**WRITTEN PROBLEM A**.
From the passage on PID controllers, extract word for word the part starting with "1.2. Contribution" and going on through "into energy savings.".

**SOURCE TEXT**.
Reference [19] introduces the hybrid MFO-WOA optimization algorithm to solve global optimization problems and tune FOPID/PID controllers, demonstrating faster convergence and potential applicability in IoT-integrated scenarios. Finally, [20] proposes a reset control approach to mitigate setpoint regulation issues in motion systems subject to Coulomb and Stribeck friction, achieving asymptotic stability and significant overshoot reduction where classical PID fails due to persistent oscillations.

1.2. Contribution

The main contribution of this paper is to present a modification of the PID controller, incorporating an exponential trajectory to guide the system smoothly towards the setpoint. The exponential signal is dynamically reset by a hybrid control mechanism, allowing the system to adapt to reference changes effectively. This approach offers significant improvements in transient behavior, including a reduction in overshoot, and in some cases also reduces the amplitude of the control signals, which directly translates into energy savings.

**ITEMS**.
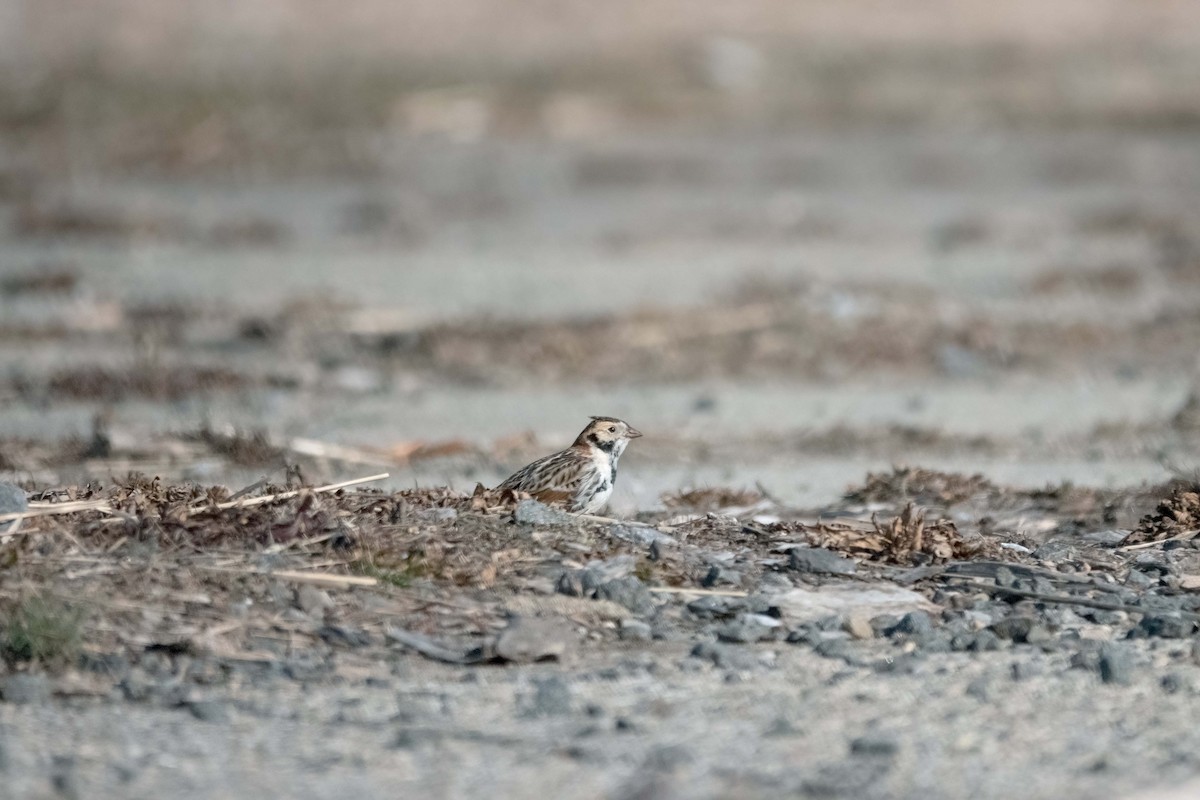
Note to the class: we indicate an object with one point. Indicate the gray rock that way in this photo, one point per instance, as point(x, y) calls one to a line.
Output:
point(1173, 683)
point(528, 639)
point(1105, 537)
point(25, 689)
point(345, 637)
point(718, 607)
point(635, 630)
point(209, 710)
point(1014, 629)
point(65, 779)
point(1139, 579)
point(641, 535)
point(725, 656)
point(438, 515)
point(628, 591)
point(313, 601)
point(719, 576)
point(531, 512)
point(819, 559)
point(749, 627)
point(1167, 626)
point(874, 744)
point(985, 641)
point(1026, 669)
point(1116, 665)
point(551, 697)
point(858, 627)
point(913, 624)
point(12, 500)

**WRITTEN PROBLEM B**.
Rewrite the records from their start through the line containing "point(25, 689)", keeping the requests and leaving out the pictures. Multiply every point coordinate in the answers by 0.95 and round it to a whole number, with halves rounded up.

**EXERCISE SOLUTION A**.
1.2. Contribution

The main contribution of this paper is to present a modification of the PID controller, incorporating an exponential trajectory to guide the system smoothly towards the setpoint. The exponential signal is dynamically reset by a hybrid control mechanism, allowing the system to adapt to reference changes effectively. This approach offers significant improvements in transient behavior, including a reduction in overshoot, and in some cases also reduces the amplitude of the control signals, which directly translates into energy savings.

**EXERCISE SOLUTION B**.
Note to the class: we indicate an object with one point. Indicate the gray rock that way in this photo, one point per instance, as point(x, y) calls one to a line.
Output:
point(1114, 649)
point(502, 607)
point(1050, 510)
point(24, 655)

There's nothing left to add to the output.